*Required work*:
**1)** From the basement insulation thread, list every thing that dave11 says can too easily get into the protected spaces of a basement wall.
**2)** Please return the passage of the basement insulation thread starting with "Oh, we are going" and going on through "the long run.".
**3)** Decide whether each statement agrees with the basement insulation thread, answering yes or no and quoting the words that settle it.
(a) dave11 advises putting a vapor barrier in the basement walls.
(b) dave11 says adhesive is not needed when putting one-inch foam directly over the walls.
(c) dave11 says the 2-inch foam with furring strips would take up the least floorspace.

Oh, we are going to do it one way or another. It may take a pick axe and jack hammer and 5 gallons buckets of dirt. But it will get done!


----------



## livefreeordie (Dec 24, 2010)

lol, thats how i am. Its worth it in the long run.


----------



## dave11 (Dec 24, 2010)

livefreeordie said:
			
		

> Any advice on how to install ridged foam on my basement walls? (interior) Will it help keep the basement warmer or is it a waste of time and money
> 
> Thanks



If your basement is fully below grade, you would not need as high an R value as you would want in the other walls of your home. The earth is a pretty good insulator below the upper two feet of soil. But getting R10 in your walls would be a good idea. Usually you would not want a vapor barrier, based on modern recommendations. 

You could use 2 inch thick foamular or similar, with furring strips. That would be cheapest and take up the least amount of floorspace. If you want  more substantial walls, you could put one inch thick foam over the walls directly, then frame a stud wall tight to that. No need for adhesive. I am personally against leaving any space for air to get into in a basement wall. Too easy to get condensation, bugs, or mice in the protected spaces.  

Your basement will be much warmer.


----------



## livefreeordie (Dec 24, 2010)

*Data shown*:
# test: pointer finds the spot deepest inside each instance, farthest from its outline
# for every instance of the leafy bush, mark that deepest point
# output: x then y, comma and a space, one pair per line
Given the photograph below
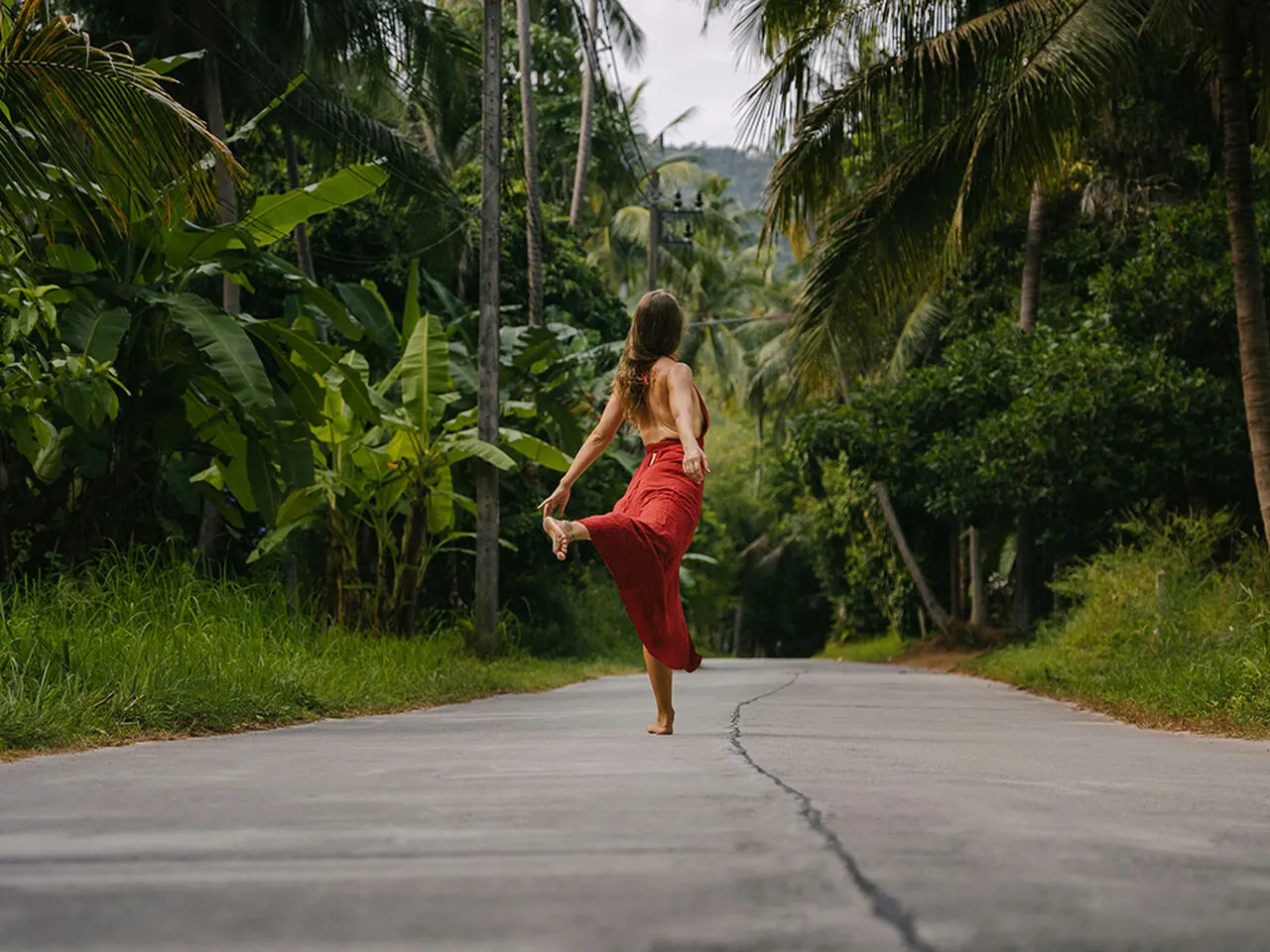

*Answers in order*:
**1)** condensation, bugs, mice

**2)**
Oh, we are going to do it one way or another. It may take a pick axe and jack hammer and 5 gallons buckets of dirt. But it will get done!


----------



## livefreeordie (Dec 24, 2010)

lol, thats how i am. Its worth it in the long run.

**3)**
(a) No: "Usually you would not want a vapor barrier, based on modern recommendations."
(b) Yes: "No need for adhesive."
(c) Yes: "That would be cheapest and take up the least amount of floorspace."